Rewrite every line of the listing below as a numbered list, skipping blank lines. Leave the picture placeholders out of your answer.

Excerpts from location labeling data:
::::
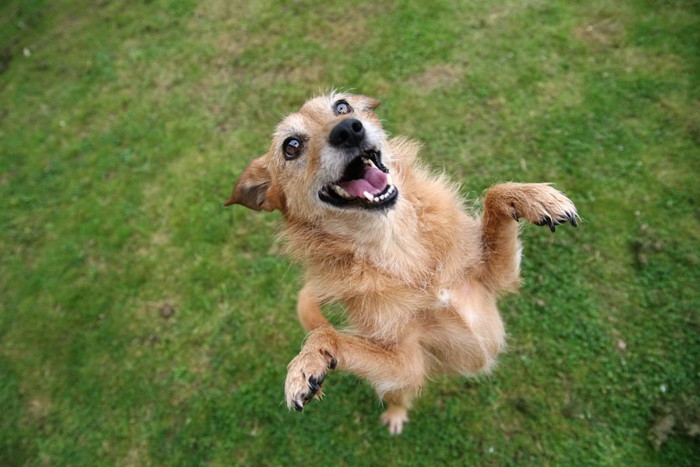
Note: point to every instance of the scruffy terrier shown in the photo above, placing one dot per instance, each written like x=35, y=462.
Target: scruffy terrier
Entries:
x=392, y=243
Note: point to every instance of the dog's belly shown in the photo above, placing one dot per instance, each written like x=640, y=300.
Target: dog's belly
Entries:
x=465, y=332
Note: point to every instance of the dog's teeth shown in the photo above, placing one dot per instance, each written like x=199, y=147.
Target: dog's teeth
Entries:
x=338, y=189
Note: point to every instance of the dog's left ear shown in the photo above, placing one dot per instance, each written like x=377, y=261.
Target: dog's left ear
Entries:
x=253, y=188
x=370, y=103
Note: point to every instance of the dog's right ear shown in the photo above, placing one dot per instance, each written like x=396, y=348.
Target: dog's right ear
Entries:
x=252, y=189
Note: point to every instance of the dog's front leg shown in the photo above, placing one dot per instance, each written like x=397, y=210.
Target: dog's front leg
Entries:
x=396, y=372
x=504, y=205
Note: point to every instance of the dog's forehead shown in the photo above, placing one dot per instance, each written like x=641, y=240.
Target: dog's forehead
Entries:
x=314, y=111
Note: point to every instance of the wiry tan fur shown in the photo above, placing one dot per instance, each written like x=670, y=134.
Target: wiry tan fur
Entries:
x=419, y=281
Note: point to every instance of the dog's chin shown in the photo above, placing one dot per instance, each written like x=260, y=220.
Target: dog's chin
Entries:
x=365, y=184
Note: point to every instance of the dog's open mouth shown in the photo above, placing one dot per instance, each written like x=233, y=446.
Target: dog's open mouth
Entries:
x=366, y=183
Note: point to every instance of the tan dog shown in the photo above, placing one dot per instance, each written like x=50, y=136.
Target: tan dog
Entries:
x=392, y=243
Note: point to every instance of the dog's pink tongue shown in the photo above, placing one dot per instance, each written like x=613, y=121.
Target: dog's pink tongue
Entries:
x=373, y=181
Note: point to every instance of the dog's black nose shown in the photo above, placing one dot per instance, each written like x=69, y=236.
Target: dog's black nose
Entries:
x=348, y=133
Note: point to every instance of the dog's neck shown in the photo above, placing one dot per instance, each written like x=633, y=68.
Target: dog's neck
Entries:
x=389, y=241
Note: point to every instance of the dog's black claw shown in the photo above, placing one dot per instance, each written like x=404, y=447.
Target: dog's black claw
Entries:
x=572, y=219
x=315, y=384
x=548, y=221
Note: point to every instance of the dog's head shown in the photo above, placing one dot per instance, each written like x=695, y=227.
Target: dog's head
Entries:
x=330, y=155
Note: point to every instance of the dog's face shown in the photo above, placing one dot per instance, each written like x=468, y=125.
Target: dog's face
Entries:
x=330, y=155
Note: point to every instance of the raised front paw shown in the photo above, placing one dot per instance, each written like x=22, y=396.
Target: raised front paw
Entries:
x=394, y=418
x=305, y=375
x=542, y=205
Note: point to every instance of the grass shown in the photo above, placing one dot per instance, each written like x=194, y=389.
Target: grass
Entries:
x=141, y=323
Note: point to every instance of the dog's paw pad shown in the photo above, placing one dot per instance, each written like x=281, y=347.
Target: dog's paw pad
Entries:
x=394, y=418
x=545, y=206
x=305, y=376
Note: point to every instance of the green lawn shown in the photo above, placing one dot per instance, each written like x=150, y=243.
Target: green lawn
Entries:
x=143, y=323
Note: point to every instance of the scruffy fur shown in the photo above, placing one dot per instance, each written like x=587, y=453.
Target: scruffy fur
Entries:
x=419, y=279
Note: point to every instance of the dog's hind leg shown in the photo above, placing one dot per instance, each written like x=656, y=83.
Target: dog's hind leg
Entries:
x=309, y=310
x=396, y=413
x=504, y=205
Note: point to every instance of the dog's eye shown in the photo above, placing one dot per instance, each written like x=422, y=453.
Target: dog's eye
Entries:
x=292, y=148
x=342, y=107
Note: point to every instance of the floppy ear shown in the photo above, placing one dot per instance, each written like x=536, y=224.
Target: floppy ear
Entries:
x=253, y=188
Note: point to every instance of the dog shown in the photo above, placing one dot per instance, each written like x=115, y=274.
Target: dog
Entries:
x=377, y=232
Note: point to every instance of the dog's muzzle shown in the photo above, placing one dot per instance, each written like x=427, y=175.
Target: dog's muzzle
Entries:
x=366, y=182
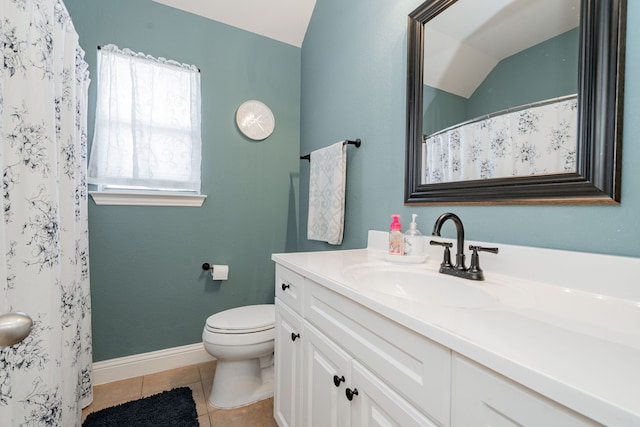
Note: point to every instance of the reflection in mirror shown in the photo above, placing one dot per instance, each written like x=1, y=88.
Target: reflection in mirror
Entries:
x=514, y=101
x=496, y=106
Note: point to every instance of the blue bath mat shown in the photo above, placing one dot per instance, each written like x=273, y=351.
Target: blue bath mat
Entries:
x=173, y=408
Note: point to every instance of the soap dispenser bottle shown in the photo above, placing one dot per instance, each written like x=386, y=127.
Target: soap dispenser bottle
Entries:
x=395, y=237
x=413, y=239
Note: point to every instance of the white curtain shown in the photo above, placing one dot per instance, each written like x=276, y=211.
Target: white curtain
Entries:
x=147, y=132
x=532, y=141
x=44, y=262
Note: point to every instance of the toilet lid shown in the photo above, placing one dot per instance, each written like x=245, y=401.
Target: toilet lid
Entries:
x=239, y=320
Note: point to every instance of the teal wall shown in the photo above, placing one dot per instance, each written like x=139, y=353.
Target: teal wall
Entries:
x=544, y=71
x=148, y=289
x=354, y=85
x=442, y=109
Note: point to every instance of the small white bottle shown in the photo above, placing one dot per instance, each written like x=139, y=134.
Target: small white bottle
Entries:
x=395, y=236
x=413, y=239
::::
COMPLETED TASK:
1. Note: point to every instance of the scruffy terrier shown in the photo above, placing one dot per instance, each written like x=35, y=462.
2. Target: scruffy terrier
3. Entries:
4. x=392, y=243
5. Note: point to every instance of the dog's belly shown in the photo above, placing one dot per instance, each written like x=640, y=300.
6. Target: dog's belly
7. Entries:
8. x=465, y=332
9. Note: point to every instance of the dog's teeth shown in the photo above, placing one dot per instance, each written like x=199, y=147.
10. Target: dog's teeth
11. Entries:
12. x=338, y=189
13. Note: point to every instance of the dog's left ear shown in the photo above, placing one dot per instance, each written like x=377, y=261.
14. Target: dog's left ear
15. Entries:
16. x=253, y=188
17. x=370, y=103
18. Note: point to every instance of the dog's right ear shown in the photo above, placing one dot per instance, each written like x=396, y=348.
19. Target: dog's right ear
20. Entries:
21. x=252, y=189
22. Note: point to every instance of the dog's front leg shown in the photo above, placing one dot per instance, each written like x=397, y=210.
23. Target: dog's front leg
24. Entries:
25. x=396, y=372
26. x=504, y=205
27. Note: point to every instance of the dog's forehead shown in the photo above, placing one dot per instance, each written like x=641, y=240.
28. Target: dog's forehead
29. Entries:
30. x=314, y=111
31. Note: point to every instance of the wiry tan fur shown in the photo above, placing one dot per instance, each written like x=670, y=134.
32. Target: wiry tan fur
33. Entries:
34. x=419, y=281
35. Note: point to every instance of the dog's chin shown in the photo above, placing one dot per instance, each written like x=260, y=220.
36. Target: dog's chin
37. Entries:
38. x=365, y=184
39. Note: point to every instance of the dog's open mouth shown in the photo above, placing one dot per instance, each written like x=233, y=446.
40. Target: dog's open mouth
41. Entries:
42. x=366, y=183
43. Note: point to every instance of the tan dog shown in the photo above, placing one dot per instance, each written like x=50, y=136.
44. Target: tan dog
45. Entries:
46. x=392, y=243
47. Note: point to every instance of the dog's pink tongue shown in the photo above, placing one dot per instance, each written like x=613, y=121.
48. Target: dog's pink tongue
49. Entries:
50. x=373, y=181
51. Note: point to every instance of the dog's black nose shown in the photo above, placing one dot per instance, each written like x=69, y=236.
52. Target: dog's black nose
53. Entries:
54. x=348, y=133
55. Note: point to every instance of the dog's neck shown in the photo above, placing one dot per instance, each written like x=633, y=68.
56. Target: dog's neck
57. Entries:
58. x=389, y=241
59. Note: point to every instance of the dog's black claw shown in the photo above, placing one dot per instance, each written like x=404, y=447.
60. Target: dog's black claw
61. Entries:
62. x=572, y=219
63. x=315, y=384
64. x=548, y=221
65. Note: point to every instance of the dog's head shown in the photo above, placing one dot per instance, each written like x=695, y=227.
66. Target: dog's head
67. Entries:
68. x=330, y=155
69. Note: point to every instance of the dog's face shown in the photo above, placing one dot per instance, each written like x=468, y=125.
70. Target: dog's face
71. Entries:
72. x=330, y=155
73. Note: point to every instance of the raised front paw shown in the photo above, placing one dot per instance, each written like x=22, y=396.
74. Target: raised front paw
75. Entries:
76. x=394, y=418
77. x=305, y=375
78. x=542, y=205
79. Note: point to every instance of the grass shown in the photo above, placing one dot per instance, each written like x=194, y=389.
80. Target: grass
81. Entries:
82. x=141, y=323
83. Note: point to every instance of the dog's paw pad shown in the photo above, placing one dot per instance, each written like x=281, y=347.
84. Target: dog's paw pad
85. Entries:
86. x=394, y=418
87. x=545, y=206
88. x=305, y=376
89. Note: point to every instance of the green lawn shown in the photo above, placing one dot per instance, each written like x=150, y=243.
90. Target: green lawn
91. Entries:
92. x=143, y=323
93. Note: point to every instance of the scruffy fur shown in the photo above, placing one dot per instance, each written like x=587, y=453.
94. Target: scruffy fur
95. Entries:
96. x=419, y=279
97. Note: point to every instance of the dog's hind leg shown in the photo above, placing one dot per instance, each written like x=656, y=83.
98. Target: dog's hind leg
99. Entries:
100. x=309, y=310
101. x=396, y=413
102. x=504, y=205
103. Note: point to every instance of the dog's eye shown in the photo above, placing one dot per instance, each written like x=422, y=453.
104. Target: dog's eye
105. Entries:
106. x=292, y=148
107. x=342, y=107
108. Note: point to every instance of the floppy ear shown in the photo above, placing one dot per instance, each written like x=536, y=224.
109. Target: floppy ear
110. Entries:
111. x=253, y=188
112. Note: point to every instance of the dog shown in the photo above, placing one dot per instance, each written like x=115, y=274.
113. Target: dog
114. Entries:
115. x=377, y=232
116. Note: point to every instance of the dog's muzzle shown in the photo above, placing one dot per instance, each written like x=427, y=175.
117. Target: dog's muzzle
118. Entries:
119. x=366, y=182
120. Note: point to every instance of the reflection in mirror shown in the photo above, placing one dot per instance, each written like x=1, y=88.
121. Target: reflection in mirror
122. Entries:
123. x=514, y=101
124. x=496, y=106
125. Note: point to every instance of the blue bath mat shown in the photo above, placing one dot per instance, each written like x=273, y=351.
126. Target: blue bath mat
127. Entries:
128. x=173, y=408
129. Note: point to every instance of the soap dispenser bottle shown in the photo above, placing one dot per instance, each written like x=386, y=127.
130. Target: soap dispenser bottle
131. Entries:
132. x=395, y=237
133. x=413, y=239
134. Note: point to every instance of the white curtain shown in the photo above, placing one dot per instance, each written like x=276, y=211.
135. Target: white curtain
136. Entries:
137. x=147, y=132
138. x=532, y=141
139. x=44, y=262
140. Note: point to every instance of the toilet lid shown in the photo above, placing one dot per instance, each written like x=245, y=401.
141. Target: toilet lid
142. Entries:
143. x=239, y=320
144. Note: point to every instance of the teal wall shown in the photo above, placing one dot per instance, each written like x=139, y=353.
145. Target: teal wall
146. Entries:
147. x=544, y=71
148. x=148, y=289
149. x=354, y=85
150. x=442, y=109
151. Note: point to every instance of the small white bottle shown in the photo above, placing one dot per instance, each written like x=139, y=134.
152. Target: small white bottle
153. Entries:
154. x=395, y=236
155. x=413, y=239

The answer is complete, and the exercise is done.